Objective =>
The records below must be copied in full; omit the images.

Provided records =>
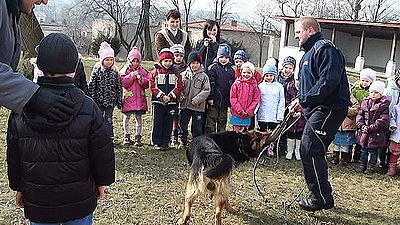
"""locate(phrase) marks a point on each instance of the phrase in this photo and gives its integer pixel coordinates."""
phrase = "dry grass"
(150, 185)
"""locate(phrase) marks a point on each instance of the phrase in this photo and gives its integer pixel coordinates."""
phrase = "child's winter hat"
(195, 56)
(248, 65)
(224, 50)
(289, 60)
(135, 54)
(368, 73)
(105, 51)
(397, 75)
(57, 53)
(378, 86)
(240, 54)
(270, 67)
(165, 53)
(178, 48)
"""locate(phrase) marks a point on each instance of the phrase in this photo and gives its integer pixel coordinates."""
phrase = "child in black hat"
(59, 169)
(196, 88)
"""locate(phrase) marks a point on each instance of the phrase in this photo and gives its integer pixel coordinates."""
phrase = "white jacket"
(272, 104)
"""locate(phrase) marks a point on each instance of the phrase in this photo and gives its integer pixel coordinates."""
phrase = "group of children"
(183, 91)
(371, 125)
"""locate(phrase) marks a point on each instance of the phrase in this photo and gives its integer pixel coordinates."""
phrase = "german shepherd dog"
(212, 158)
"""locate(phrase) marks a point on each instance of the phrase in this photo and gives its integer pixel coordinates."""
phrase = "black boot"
(361, 167)
(370, 168)
(311, 204)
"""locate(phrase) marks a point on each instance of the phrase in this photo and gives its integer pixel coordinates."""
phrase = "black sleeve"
(101, 150)
(13, 155)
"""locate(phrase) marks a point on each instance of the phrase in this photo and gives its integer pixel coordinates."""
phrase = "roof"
(227, 27)
(372, 29)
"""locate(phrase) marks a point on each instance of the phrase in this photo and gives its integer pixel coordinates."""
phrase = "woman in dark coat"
(208, 46)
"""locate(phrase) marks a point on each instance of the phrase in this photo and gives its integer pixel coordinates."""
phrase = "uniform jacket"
(272, 104)
(392, 91)
(395, 123)
(208, 53)
(105, 87)
(164, 38)
(134, 95)
(291, 92)
(221, 80)
(323, 79)
(15, 89)
(257, 75)
(196, 87)
(359, 92)
(349, 122)
(245, 96)
(374, 115)
(58, 166)
(165, 82)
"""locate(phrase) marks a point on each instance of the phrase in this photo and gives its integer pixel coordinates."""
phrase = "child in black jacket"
(60, 169)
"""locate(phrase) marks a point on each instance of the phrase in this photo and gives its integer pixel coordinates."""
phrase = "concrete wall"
(376, 51)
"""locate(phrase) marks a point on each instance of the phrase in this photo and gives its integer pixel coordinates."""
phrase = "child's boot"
(335, 159)
(290, 148)
(138, 139)
(392, 169)
(361, 167)
(127, 139)
(370, 168)
(345, 158)
(297, 150)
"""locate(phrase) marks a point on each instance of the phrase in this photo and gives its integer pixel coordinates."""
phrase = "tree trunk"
(148, 50)
(31, 34)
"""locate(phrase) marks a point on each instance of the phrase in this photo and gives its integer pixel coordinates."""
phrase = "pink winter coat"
(134, 89)
(244, 96)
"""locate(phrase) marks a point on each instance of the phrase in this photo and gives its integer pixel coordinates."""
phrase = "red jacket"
(134, 96)
(257, 75)
(244, 96)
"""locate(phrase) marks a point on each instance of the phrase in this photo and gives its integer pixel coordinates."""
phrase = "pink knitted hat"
(105, 51)
(135, 54)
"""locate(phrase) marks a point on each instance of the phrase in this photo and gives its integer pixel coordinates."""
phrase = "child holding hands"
(134, 81)
(244, 97)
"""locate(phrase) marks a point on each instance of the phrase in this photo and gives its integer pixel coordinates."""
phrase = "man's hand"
(52, 105)
(101, 191)
(18, 200)
(295, 106)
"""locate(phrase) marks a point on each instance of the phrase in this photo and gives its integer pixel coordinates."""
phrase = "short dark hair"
(173, 13)
(208, 26)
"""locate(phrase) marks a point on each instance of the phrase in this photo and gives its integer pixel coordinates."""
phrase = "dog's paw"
(184, 220)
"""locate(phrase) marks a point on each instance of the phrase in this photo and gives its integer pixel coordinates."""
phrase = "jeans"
(107, 114)
(87, 220)
(197, 123)
(374, 155)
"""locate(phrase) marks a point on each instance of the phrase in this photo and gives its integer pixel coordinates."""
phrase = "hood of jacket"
(63, 86)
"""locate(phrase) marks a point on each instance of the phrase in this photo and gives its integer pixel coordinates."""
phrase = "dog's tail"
(219, 166)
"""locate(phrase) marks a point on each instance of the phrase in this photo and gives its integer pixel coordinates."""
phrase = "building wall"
(376, 51)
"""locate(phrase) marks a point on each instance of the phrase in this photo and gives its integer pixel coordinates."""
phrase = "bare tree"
(262, 24)
(221, 10)
(122, 13)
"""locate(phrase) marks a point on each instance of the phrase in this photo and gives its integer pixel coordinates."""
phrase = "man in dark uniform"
(324, 98)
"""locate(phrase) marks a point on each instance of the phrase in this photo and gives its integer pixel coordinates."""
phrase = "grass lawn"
(150, 186)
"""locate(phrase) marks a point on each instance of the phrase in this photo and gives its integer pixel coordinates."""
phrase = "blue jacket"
(323, 79)
(221, 79)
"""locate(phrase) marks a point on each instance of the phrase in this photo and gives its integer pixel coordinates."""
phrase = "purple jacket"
(374, 115)
(134, 89)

Solution =>
"""locate(phrase) marks a point on each instance of the phrase in this photo and gives its integer pixel coordinates."""
phrase = "dry grass"
(150, 185)
"""locate(phrase) marks a point on each instance of the phrase in this photo and gives its integer pixel coordinates."""
phrase = "child's winter hat"
(195, 56)
(248, 65)
(224, 50)
(289, 60)
(135, 54)
(368, 73)
(105, 51)
(397, 75)
(57, 53)
(378, 86)
(240, 54)
(270, 67)
(165, 53)
(178, 48)
"""locate(phrase) marks a point on each instance of the phrase in this photo and gives its integer pixel coordinates."""
phrase = "child in black hat"
(59, 169)
(196, 88)
"""locate(phrase) marks a point on each instance of the phrase in this photo and gives its integer pixel coordinates."""
phrase = "white jacket"
(272, 104)
"""locate(phrase) marks a point on each instance of the phrase in this photo and gives its integer pixel coordinates."""
phrase = "group of children"
(183, 91)
(371, 125)
"""locate(phrase) marks a point on each instance of the phrase in this photo and gives its integer pixel coordinates."""
phrase = "german shepherd dog"
(212, 158)
"""locate(phrase) marks a point on each instance of the phrase in this photo and gives its integer pixel coordinates."""
phrase = "black boot"
(361, 167)
(370, 168)
(311, 204)
"""locate(phrase) marks a point on each instance of the phrase in this photo and gives its integer pixel coordinates."""
phrase = "black sleeve"
(101, 150)
(13, 155)
"""locate(phrase) marks a point on each instance of the phrase in this photo and gives its integer pixel coordinates."""
phrase = "roof"
(227, 27)
(372, 29)
"""locate(phrase) marks a point on each instance of the phrase in this photo and gives its integer pixel coordinates."""
phrase = "woman in dark coat"
(208, 46)
"""locate(phrase) marks a point on each instance of the phrase in this photo and gives its integer pixel coordinates."""
phrase = "uniform jacket"
(272, 104)
(392, 91)
(395, 123)
(208, 53)
(105, 87)
(164, 38)
(134, 95)
(291, 92)
(221, 80)
(323, 79)
(15, 89)
(257, 75)
(196, 87)
(359, 92)
(349, 122)
(245, 96)
(374, 115)
(58, 166)
(165, 82)
"""locate(phrase) marks a point on each instance of the phrase in this photo and gives its integer pixel coordinates."""
phrase = "child in black jacket"
(60, 169)
"""locate(phrase) marks a point on each instance of the phrase in this photo and gives its integer pixel coordinates."""
phrase = "concrete wall"
(376, 51)
"""locate(phrase) marks a point on each instance of the phrase in this photo and gives its integer pixel coordinates."""
phrase = "child's boot"
(335, 159)
(290, 148)
(138, 139)
(392, 169)
(361, 167)
(127, 139)
(370, 168)
(345, 158)
(297, 150)
"""locate(phrase) marks a point on each instance of the phrase in this photo and gives its integer pixel coordinates."""
phrase = "tree trunk"
(148, 50)
(31, 34)
"""locate(phrase) marks a point on each instance of the phrase in this photo and gives its integer pixel coordinates."""
phrase = "pink winter coat"
(134, 89)
(244, 96)
"""locate(phrase) marks a point on each instance of the phrase in this photo and gives its integer pixel coordinates."""
phrase = "red jacket"
(134, 96)
(257, 75)
(244, 96)
"""locate(phrase) marks a point on each instance of the phrase in this photo and gives its integer pixel coordinates."""
phrase = "pink knitted hat"
(105, 51)
(135, 54)
"""locate(phrase) marks a point on each instance of the phrase in this photo and gives its integer pixel coordinates."""
phrase = "child holding hands"
(134, 81)
(244, 97)
"""locate(phrase) marks a point on each instance of the phrase in this photo and gives its integer pixel coordinates."""
phrase = "man's hand"
(52, 105)
(101, 191)
(18, 200)
(295, 106)
"""locate(phrase) marks a point on each instance of the phrase in this photo and gives its integer pixel coordinates."""
phrase = "short dark hair"
(173, 13)
(208, 26)
"""locate(phrase) marks a point on each instance of the phrase in this photo and gives its integer pixel coordinates."""
phrase = "dog's paw"
(184, 220)
"""locate(phrase) marks a point on each instance of the phrase in this photo and gives its integer pixel coordinates."""
phrase = "jeans"
(107, 114)
(87, 220)
(197, 123)
(374, 155)
"""locate(phrase) marks a point on each instance of the phrase in this photo and gives its integer pixel coordinates."""
phrase = "hood of jacket"
(63, 86)
"""locate(phrase) marks a point on each instance of the phrase in this photo and gives its integer pixel coordinates."""
phrase = "dog's tail"
(219, 166)
"""locate(phrase) marks a point on each instance of the phrase in this photo and gives its integer pixel coordinates."""
phrase = "building wall"
(376, 51)
"""locate(phrase) marks a point on each instance of the phrase in this photo and gives its integer pixel coordinates."""
phrase = "bare tree"
(262, 24)
(221, 10)
(122, 13)
"""locate(phrase) marks a point on each instance of the phrase in this photo and gives its integer pixel coordinates."""
phrase = "man in dark uniform"
(324, 98)
"""locate(phrase) marks a point on each instance of the phrase in this photo and gives its integer pixel coordinates."""
phrase = "grass lawn"
(150, 186)
"""locate(phrase) marks a point on each instance of the phrase in this photo and gives its integer pixel coordinates."""
phrase = "blue jacket"
(323, 79)
(221, 79)
"""locate(phrase) marks a point on each instance of the phrase in this photo and gives its integer pixel coordinates."""
phrase = "purple jacket"
(374, 115)
(134, 89)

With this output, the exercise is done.